CONSIGNES:
1: Dans l'interview sur Air France, reprenez sous forme de liste le paragraphe qui commence par « En 2011, Air France déplorait ».
2: Répondez à ces questions à partir de l'interview sur Air France :
(a) À quelle date le texte a-t-il été rédigé ?
(b) Quel est le nom du plan de départ volontaire lancé par Air France ?
(c) Quel avion est concerné par le projet « Best » ?
3: Dans l'interview sur Air France, relevez toutes les filiales régionales regroupées dans « HOP ».

TEXTE DE LA PAGE:
L'interview de Jean Belotti, expert aérien


Jean Belotti expert aérien et ancien commandant de bord revient sur la mise en place du plan de départ volontaire lancé par Air France : Transform 2015. Il reste à savoir si oui ou non, les personnels restant en place supporteront des charges de travail de plus en plus importantes, "avec des conditions de travail dégradées et, souvent, une diminution de la qualité des prestations dues à la clientèle..."


Rédigé par Jean BELOTTI le Lundi 9 Décembre 2013

Alors que tous les plans dits de “restructuration” mis en place, depuis des décennies, ont comporté des coupes importantes dans les effectifs, le trafic aérien a été, quant à lui, en constante augmentation - Photo Air France Virginie Valdois
Alors que tous les plans dits de “restructuration” mis en place, depuis des décennies, ont comporté des coupes importantes dans les effectifs, le trafic aérien a été, quant à lui, en constante augmentation - Photo Air France Virginie Valdois
TourMaG.com - Dans le contexte actuel de concurrence à couteau tiré, notre compagnie Air France a-t-elle le vent en poupe ou du plomb dans l’aile ?

Jean Belotti :
"Vous faites probablement allusion au plan “Transform 2015” ?"

TourMaG.com - Effectivement, s’agissant d’une vaste restructuration annoncée en vue de redresser le groupe franco néerlandais Air France/KLM à l'horizon 2015.

J.B.
: "Il convient tout d’abord d’en rappeler les prodromes.

En 2011, Air France déplorait de lourdes pertes dues essentiellement à la hausse du prix du carburant ; à la moindre croissance économique ; à la concurrence, non seulement des “low-cost”, mais également des compagnies du Golfe ou asiatiques, pour celles qui assurent une activité long-courrier.

C’est alors que, dans ce contexte inquiétant, la compagnie a réagi : en signant d’importants accords de coopération montrant, ainsi, qu’elle s’intégrait dans la mutation du marché mondial ; en lançant le projet "Best" - portant sur qualité de services B777 par la mise en place d'un siège plus confortable et d'une configuration des sièges moins dense entre 2014 et 2016.

Mais aussi en engageant une stratégie de développement sur la Chine, pour faire de Paris le point privilégié des Chinois en Europe et d’attirer les hommes d’affaires européens sur ses avions, offrant un excellent produit comparable à celui de la concurrence et en créant “HOP”, regroupant des filiales régionales Britair, Regional et Airlinair."

TourMaG.com - Toutes ces décisions ne pouvaient être que de bon augure pour la pérennité d’AF/KLM ?

J.B. :
"Effectivement, car l’enjeu est d’importance puisque l’issue de ce plan conditionnera le devenir de la compagnie."

DOCUMENTS SOURCES:
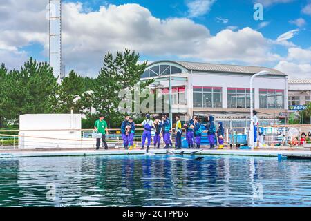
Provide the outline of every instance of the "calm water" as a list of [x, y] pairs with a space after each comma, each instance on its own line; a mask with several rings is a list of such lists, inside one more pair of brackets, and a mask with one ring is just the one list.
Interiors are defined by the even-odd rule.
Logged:
[[0, 206], [310, 206], [311, 161], [171, 155], [0, 159]]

RÉPONSES:
1:
En 2011, Air France a subi de lourdes pertes, surtout à cause :
- de la hausse du prix du carburant ;
- d'une croissance économique plus faible ;
- de la concurrence des « low-cost », mais aussi des compagnies du Golfe ou asiatiques qui font du long-courrier.

2:
(a) Le lundi 9 décembre 2013.
(b) Transform 2015.
(c) Le B777.

3:
- Britair
- Regional
- Airlinair